#### Task A:
Rewrite everything in the location labeling rows from "Guideline: mark the water splash" down to "[[413, 118], [481, 72]]", putting "far shoreline" in place of "distant shore" and leaving the rest unchanged.

#### Excerpt provided:
Good to hear it Fatmike. It seems like Steven is really trying to pull the Bullseye strings back together. He must be a very busy man these days. I hope he can pull it off. I am going to support them by purchasing another set of hubs. Roger was/is a good guy and was really out front on a lot of technical stuff. I see no reason why he isn't in the Hall. If I were somebody I'd write up a nomination...

http://www.mtnbikehalloffame.com/page.cfm?pageid=7


----------



## Fatmikeynyc (Jun 20, 2005)

hairstream said:


> Good to hear it Fatmike. It seems like Steven is really trying to pull the Bullseye strings back together. He must be a very busy man these days. I hope he can pull it off. I am going to support them by purchasing another set of hubs. Roger was/is a good guy and was really out front on a lot of technical stuff. I see no reason why he isn't in the Hall. If I were somebody I'd write up a nomination...
> 
> http://www.mtnbikehalloffame.com/page.cfm?pageid=7


Hopefully Steven will keep the Bullseye torch burning, so many other US cycling companies have gone away and very few have been able to come back...


----------



## hairstream (Apr 20, 2008)

Update. Just received my axles from Steven. Timely shipping and good communications. Needed a little something extra and he just threw it in the package for me. Getting ready to place my next order. Go Steven, go!


----------



## mytifred (Dec 25, 2008)

What's the contact info for Bullseye? The stories of lost orders sound so familiar. A few year's ago, I had the same experience, ordering a 135mm axle, repeated calls to no avail. I'd be willing to reorder, if they're now likely to be able to deliver.


----------



## pete_mcc (Aug 19, 2006)

I've had dealings with Steven recently and he was really quick to answer emails and bent over backwards to help this Brit out and keep my cranks turning!


----------



## mytifred (Dec 25, 2008)

Great! I'm glad to hear Bullseye is still/again up and rolling. How do I get in contact with Steven?


----------



## Vlad (Feb 7, 2004)

This is bizarre--I looked at Bullseye's website earlier this week, and forgot to post the link here. Now I can't find it! Google yielded nothing. It was something like www.bullseyeusa.com But, yeah, it looks like they are back and focusing mostly on hubs at the moment.


----------



## Vlad (Feb 7, 2004)

BINGO! Peep this!

http://www.bullseyecycleusa.com


----------



## mytifred (Dec 25, 2008)

Excellent! Thanks, Vlad. Now, I can put that set of hubs back to work.


----------



## SubmarinerArizona (Jun 26, 2010)

Location labeling rows
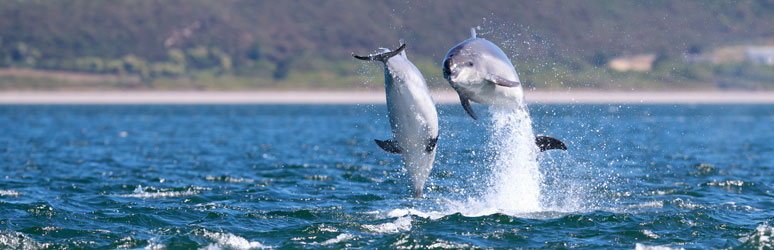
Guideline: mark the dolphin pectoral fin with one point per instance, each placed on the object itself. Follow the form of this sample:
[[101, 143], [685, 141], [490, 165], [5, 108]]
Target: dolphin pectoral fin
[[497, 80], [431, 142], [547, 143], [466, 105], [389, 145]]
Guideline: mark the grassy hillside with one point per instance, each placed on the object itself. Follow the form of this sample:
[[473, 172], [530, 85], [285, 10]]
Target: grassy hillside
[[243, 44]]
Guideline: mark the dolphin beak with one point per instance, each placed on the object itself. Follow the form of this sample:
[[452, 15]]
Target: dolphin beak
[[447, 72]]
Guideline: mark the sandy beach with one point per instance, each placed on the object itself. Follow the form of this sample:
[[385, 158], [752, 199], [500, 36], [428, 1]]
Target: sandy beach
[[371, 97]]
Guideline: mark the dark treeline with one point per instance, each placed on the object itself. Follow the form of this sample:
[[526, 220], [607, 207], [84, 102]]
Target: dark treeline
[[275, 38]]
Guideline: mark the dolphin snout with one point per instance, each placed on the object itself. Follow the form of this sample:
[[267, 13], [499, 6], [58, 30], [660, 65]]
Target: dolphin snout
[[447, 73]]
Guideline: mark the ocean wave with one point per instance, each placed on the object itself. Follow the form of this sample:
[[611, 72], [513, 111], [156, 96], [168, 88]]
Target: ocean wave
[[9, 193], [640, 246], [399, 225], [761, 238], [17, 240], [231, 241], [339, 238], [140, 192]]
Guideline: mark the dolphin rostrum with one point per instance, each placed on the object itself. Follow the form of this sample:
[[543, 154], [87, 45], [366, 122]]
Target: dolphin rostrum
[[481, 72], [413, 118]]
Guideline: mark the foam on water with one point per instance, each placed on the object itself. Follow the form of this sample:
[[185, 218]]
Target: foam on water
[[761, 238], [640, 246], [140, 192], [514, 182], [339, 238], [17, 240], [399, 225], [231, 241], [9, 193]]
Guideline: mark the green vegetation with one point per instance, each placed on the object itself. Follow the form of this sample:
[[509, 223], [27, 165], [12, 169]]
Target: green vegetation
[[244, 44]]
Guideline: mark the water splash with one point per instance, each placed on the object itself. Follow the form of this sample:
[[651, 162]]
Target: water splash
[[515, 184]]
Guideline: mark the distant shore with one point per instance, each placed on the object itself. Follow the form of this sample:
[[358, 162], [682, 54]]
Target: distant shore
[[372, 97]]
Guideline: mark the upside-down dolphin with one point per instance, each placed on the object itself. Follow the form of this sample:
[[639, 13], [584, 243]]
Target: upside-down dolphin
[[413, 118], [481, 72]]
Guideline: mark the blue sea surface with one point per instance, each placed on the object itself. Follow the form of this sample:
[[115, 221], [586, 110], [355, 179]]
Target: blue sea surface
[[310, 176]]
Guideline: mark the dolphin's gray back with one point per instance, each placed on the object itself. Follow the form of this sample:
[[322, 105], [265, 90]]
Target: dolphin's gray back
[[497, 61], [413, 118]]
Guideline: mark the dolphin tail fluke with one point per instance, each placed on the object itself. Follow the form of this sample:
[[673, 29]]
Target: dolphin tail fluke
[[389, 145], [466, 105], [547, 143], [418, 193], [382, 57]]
...
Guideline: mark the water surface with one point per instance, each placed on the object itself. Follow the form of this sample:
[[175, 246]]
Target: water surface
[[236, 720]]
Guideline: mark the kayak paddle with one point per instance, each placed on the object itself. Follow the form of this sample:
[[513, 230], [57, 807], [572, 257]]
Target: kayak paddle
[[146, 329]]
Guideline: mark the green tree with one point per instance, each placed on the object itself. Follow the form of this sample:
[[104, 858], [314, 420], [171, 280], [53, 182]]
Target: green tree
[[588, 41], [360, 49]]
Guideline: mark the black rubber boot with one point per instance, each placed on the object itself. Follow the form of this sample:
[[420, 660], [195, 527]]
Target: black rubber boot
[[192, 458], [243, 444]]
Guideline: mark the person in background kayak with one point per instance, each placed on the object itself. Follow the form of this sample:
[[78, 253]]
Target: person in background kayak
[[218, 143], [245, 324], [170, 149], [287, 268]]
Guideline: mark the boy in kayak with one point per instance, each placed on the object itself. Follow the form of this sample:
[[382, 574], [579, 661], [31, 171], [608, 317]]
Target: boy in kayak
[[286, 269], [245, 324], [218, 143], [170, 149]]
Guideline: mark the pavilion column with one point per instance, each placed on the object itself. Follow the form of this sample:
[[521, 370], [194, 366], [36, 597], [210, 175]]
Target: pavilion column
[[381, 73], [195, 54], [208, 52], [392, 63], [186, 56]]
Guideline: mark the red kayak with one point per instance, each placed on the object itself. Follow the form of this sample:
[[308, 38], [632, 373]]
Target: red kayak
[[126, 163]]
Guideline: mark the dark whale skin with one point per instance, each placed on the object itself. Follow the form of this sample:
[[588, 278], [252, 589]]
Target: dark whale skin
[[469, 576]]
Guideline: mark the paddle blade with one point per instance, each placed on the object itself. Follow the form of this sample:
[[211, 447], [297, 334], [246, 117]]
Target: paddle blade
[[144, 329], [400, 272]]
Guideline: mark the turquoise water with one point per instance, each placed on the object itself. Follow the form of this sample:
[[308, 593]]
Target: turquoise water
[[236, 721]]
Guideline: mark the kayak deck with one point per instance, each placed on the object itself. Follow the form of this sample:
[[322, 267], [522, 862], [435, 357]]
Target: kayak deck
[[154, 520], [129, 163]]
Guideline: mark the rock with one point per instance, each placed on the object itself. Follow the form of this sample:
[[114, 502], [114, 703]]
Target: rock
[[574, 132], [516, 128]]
...
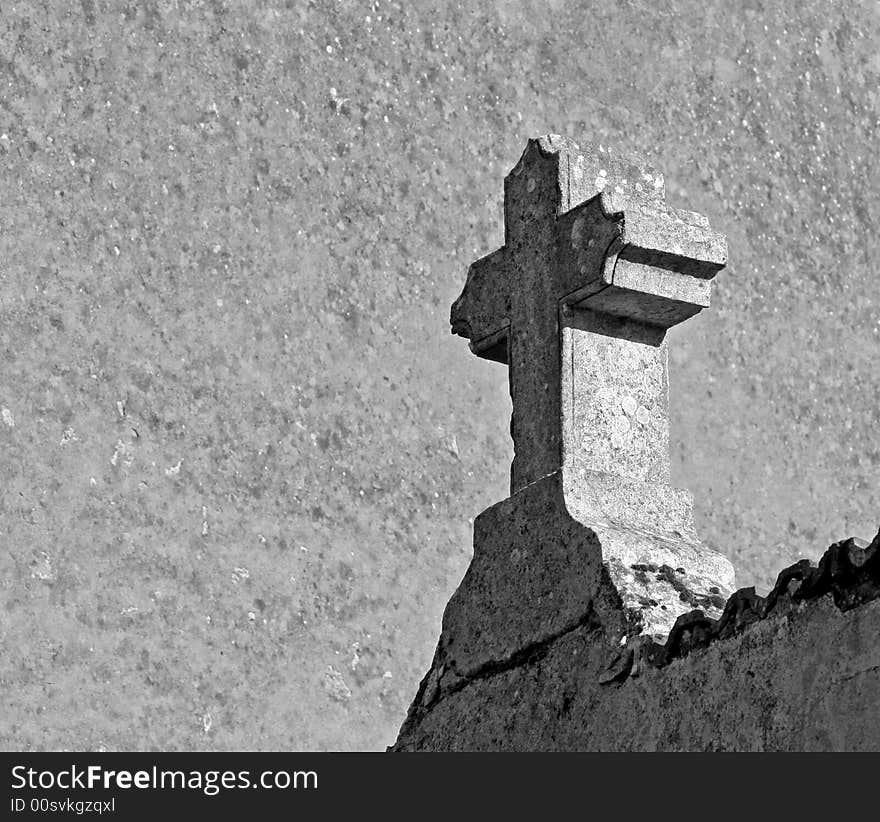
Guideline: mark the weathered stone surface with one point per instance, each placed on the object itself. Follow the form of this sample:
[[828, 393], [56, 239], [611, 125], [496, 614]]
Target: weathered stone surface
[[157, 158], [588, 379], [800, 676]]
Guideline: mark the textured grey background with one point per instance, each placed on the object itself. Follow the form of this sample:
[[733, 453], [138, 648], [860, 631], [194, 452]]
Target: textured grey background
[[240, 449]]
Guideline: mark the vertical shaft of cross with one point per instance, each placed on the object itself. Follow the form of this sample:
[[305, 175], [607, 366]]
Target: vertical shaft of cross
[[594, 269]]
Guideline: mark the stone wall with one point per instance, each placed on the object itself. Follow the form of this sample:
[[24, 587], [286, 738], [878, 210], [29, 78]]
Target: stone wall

#### Task B:
Extend the forum thread about Bullseye hubs past its final line.

#### Output A:
Guideline: mark the water splash with one point per instance, each placed on the object itself. Follow the form of this sample:
[[651, 162]]
Target: water splash
[[515, 184]]
Guideline: mark the far shoreline with one point per instance, each placed on the object itself. Follow the form of this sample:
[[358, 162], [682, 54]]
Target: far shoreline
[[372, 97]]
Guideline: mark the upside-down dolphin with one point per instance, each placed on the object itself. Follow the form of this sample:
[[639, 13], [584, 243]]
Target: upside-down dolphin
[[413, 118], [481, 72]]

#### Output B:
*Not Really...*

*If you want to run a freewheel, pick a different hub. Stay away from the "new" Bullseye*
The "new" Bullseye hubs being sold now on eBay and elsewhere are low-grade replicas with cheap non-U.S. bearings. I learned this the hard-way. I ordered a set of Bullseye hubs from Steve Jackson for my kid's race bike. Although these hubs are advertised as U.S. made, they employ overseas manufactured bearings. The ultra-low precision construction of these hubs became apparent when they were laced-up. The bearings high-level of drag arrested free wheel spin after only 8-10 revolutions. I unlaced the wheels and returned the hubs to Bullseye. Steve Jackson of Bullseye committed to resolve the issue but never did, leaving a trail of unanswered emails while keeping the money I originally paid for the hubs in his pocket.


----------



## mainlyfats (Oct 1, 2005)

SubmarinerArizona said:


> *If you want to run a freewheel, pick a different hub. Stay away from the "new" Bullseye*
> The "new" Bullseye hubs being sold now on eBay and elsewhere are low-grade replicas with cheap non-U.S. bearings. I learned this the hard-way. I ordered a set of Bullseye hubs from Steve Jackson for my kid's race bike. Although these hubs are advertised as U.S. made, they employ overseas manufactured bearings. The ultra-low precision construction of these hubs became apparent when they were laced-up. The bearings high-level of drag arrested free wheel spin after only 8-10 revolutions. I unlaced the wheels and returned the hubs to Bullseye. Steve Jackson of Bullseye committed to resolve the issue but never did, leaving a trail of unanswered emails while keeping the money I originally paid for the hubs in his pocket.


How could hub bearings "arrest" a freewheel?


----------



## IF52 (Jan 10, 2004)

I think he means the wheel wouldn't spin freely for a really long time, in a truing stand for instance. That really is not the best indication of bearing quality. It suggests to me that the bearing was packed with grease and had better clearance than the bearing Bullseye used in the past.


----------



## SubmarinerArizona (Jun 26, 2010)

IF52 is correct on the free wheel spin. This has nothing to do with a freewheel.

IF52, you are also correct with regards to the 1980's Bullseye hubs and the current replicas Steve Jackson is pedaling. In the 1980's you could lace up a new set of Bullseye hubs, torque down the wheel bolts, and they would spin until the cows came home. On the replicas, when you torque down the wheel bolts, they are good for 8-10 revolutions max.


----------



## hairstream (Apr 20, 2008)

U crack me up Sub.


----------



## 92gli (Sep 28, 2006)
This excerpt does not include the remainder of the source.